Supplied records:

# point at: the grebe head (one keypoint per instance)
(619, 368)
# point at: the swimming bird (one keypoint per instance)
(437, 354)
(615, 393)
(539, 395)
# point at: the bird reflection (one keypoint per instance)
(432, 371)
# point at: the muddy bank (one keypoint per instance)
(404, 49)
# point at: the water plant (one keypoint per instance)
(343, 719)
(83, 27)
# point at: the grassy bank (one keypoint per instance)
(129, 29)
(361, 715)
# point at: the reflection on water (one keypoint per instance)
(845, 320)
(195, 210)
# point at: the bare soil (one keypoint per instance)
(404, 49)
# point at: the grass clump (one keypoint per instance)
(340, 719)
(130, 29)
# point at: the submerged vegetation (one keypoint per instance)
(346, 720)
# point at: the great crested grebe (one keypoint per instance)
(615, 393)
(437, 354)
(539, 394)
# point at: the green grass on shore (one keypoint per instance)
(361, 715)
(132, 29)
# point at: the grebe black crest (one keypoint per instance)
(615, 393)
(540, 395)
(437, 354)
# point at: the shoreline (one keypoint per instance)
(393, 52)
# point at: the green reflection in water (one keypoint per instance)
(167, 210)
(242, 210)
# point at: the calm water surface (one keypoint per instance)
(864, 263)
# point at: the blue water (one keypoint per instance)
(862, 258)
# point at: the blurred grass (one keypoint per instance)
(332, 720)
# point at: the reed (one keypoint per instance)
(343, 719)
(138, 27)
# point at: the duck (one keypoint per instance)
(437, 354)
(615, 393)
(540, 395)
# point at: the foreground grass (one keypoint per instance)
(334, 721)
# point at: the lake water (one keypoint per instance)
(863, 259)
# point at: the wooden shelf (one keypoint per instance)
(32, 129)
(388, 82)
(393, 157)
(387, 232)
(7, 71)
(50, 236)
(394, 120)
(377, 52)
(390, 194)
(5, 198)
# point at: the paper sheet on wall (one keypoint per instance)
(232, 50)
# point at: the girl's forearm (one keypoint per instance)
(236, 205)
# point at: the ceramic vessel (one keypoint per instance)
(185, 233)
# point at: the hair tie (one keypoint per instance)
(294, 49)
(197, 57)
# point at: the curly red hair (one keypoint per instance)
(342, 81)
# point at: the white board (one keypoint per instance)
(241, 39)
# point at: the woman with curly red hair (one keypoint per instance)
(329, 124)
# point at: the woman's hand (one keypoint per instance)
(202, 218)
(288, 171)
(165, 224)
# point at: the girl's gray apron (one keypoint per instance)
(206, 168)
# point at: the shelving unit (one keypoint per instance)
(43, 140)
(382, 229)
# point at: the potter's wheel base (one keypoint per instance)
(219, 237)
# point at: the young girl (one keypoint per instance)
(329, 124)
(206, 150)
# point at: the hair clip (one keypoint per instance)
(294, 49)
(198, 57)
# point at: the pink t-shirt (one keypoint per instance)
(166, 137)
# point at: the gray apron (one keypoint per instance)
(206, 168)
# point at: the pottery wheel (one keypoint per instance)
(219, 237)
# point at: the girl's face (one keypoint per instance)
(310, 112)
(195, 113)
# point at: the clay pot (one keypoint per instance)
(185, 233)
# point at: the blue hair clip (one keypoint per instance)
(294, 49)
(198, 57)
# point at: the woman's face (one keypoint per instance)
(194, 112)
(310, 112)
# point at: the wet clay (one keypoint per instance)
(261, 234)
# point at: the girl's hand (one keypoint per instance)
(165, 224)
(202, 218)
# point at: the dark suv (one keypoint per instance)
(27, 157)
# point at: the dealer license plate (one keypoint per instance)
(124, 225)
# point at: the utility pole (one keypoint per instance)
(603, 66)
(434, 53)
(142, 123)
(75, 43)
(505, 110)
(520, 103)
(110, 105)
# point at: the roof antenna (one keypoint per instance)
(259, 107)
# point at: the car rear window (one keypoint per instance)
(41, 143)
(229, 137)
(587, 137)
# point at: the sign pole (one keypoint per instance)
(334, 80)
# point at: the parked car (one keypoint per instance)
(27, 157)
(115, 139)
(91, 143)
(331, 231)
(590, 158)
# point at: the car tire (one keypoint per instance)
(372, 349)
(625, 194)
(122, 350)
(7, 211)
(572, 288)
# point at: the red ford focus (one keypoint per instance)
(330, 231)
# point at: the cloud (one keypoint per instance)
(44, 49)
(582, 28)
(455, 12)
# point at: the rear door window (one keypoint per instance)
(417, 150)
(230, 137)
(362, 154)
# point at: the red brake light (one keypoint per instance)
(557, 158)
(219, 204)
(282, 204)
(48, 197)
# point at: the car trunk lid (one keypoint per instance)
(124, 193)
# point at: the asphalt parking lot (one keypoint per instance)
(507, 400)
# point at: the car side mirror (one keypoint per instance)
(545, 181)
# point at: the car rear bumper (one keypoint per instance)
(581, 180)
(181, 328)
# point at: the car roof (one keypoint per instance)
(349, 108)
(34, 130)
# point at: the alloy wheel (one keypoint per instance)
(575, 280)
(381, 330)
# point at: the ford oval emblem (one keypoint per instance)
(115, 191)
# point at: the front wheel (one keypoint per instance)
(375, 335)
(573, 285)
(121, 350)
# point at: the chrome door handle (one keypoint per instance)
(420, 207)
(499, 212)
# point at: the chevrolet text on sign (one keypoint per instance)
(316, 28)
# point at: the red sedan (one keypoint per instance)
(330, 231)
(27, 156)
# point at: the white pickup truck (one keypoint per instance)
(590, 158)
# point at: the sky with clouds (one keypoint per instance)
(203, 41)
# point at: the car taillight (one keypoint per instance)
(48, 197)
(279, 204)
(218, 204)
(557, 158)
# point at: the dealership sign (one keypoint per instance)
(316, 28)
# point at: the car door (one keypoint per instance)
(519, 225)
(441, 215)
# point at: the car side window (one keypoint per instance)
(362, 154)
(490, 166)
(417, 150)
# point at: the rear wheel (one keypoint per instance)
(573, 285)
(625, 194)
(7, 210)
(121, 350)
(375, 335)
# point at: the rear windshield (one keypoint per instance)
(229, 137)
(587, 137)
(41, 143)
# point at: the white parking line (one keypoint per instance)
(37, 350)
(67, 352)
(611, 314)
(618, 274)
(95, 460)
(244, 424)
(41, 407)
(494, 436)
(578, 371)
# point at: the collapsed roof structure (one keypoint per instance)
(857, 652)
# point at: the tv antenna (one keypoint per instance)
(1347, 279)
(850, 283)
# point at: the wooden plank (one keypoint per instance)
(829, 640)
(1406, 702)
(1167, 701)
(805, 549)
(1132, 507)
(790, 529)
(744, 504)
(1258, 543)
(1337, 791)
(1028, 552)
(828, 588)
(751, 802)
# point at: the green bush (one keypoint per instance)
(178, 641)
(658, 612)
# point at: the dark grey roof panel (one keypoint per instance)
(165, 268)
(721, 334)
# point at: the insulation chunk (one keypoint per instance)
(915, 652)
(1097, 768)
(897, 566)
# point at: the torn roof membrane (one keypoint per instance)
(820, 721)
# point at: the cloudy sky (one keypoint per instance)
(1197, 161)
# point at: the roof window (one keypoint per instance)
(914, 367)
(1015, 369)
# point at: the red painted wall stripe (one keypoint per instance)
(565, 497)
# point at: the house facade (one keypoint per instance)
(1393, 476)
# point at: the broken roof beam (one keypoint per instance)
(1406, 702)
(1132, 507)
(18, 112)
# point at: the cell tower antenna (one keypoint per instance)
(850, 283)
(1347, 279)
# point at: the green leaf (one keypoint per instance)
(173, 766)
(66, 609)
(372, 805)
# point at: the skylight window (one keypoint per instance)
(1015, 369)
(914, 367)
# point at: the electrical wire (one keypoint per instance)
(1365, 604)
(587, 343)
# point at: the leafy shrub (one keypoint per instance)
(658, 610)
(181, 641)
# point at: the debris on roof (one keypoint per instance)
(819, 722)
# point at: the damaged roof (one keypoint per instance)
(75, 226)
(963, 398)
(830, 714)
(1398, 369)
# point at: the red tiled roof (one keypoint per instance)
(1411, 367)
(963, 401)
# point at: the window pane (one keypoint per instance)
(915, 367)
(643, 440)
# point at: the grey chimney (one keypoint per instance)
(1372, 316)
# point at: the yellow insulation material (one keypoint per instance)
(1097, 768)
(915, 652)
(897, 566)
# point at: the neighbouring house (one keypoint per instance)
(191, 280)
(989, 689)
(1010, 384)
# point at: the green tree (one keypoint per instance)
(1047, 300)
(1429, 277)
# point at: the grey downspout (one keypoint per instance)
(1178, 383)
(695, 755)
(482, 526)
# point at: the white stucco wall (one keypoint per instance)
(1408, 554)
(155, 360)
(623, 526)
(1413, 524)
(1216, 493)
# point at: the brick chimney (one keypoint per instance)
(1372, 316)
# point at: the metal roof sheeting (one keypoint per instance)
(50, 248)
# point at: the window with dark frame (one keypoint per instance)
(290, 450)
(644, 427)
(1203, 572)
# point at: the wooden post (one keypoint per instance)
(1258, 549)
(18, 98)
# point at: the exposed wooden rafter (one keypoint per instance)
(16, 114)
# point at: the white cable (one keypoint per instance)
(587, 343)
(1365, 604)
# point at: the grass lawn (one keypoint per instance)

Exercise: Reproduce everything from the line containing "# point at: the neighbouring" down to the last line of the records, keeping each line unchanged.

Solution for this problem:
# point at: the neighbouring house (one keypoint per instance)
(191, 280)
(989, 689)
(1010, 384)
# point at: the green tree (one keypoint per instance)
(1047, 300)
(1429, 277)
# point at: the grey downspout (one keypoint per instance)
(1178, 383)
(695, 755)
(482, 526)
# point at: the white stucco wall (one keypoint per instance)
(1408, 554)
(155, 360)
(623, 526)
(1413, 524)
(1216, 493)
# point at: the brick chimney (one keypoint per instance)
(1372, 316)
# point at: the metal roof sheeting (one keypoint per instance)
(50, 248)
# point at: the window with dark frame (one keypoint per instance)
(290, 450)
(644, 427)
(1203, 572)
# point at: the wooden post (one keypoint per instance)
(1258, 549)
(18, 98)
# point at: the exposed wooden rafter (one keypoint per instance)
(16, 114)
# point at: the white cable (one keypoint per instance)
(587, 343)
(1365, 604)
# point at: the grass lawn (one keypoint per instance)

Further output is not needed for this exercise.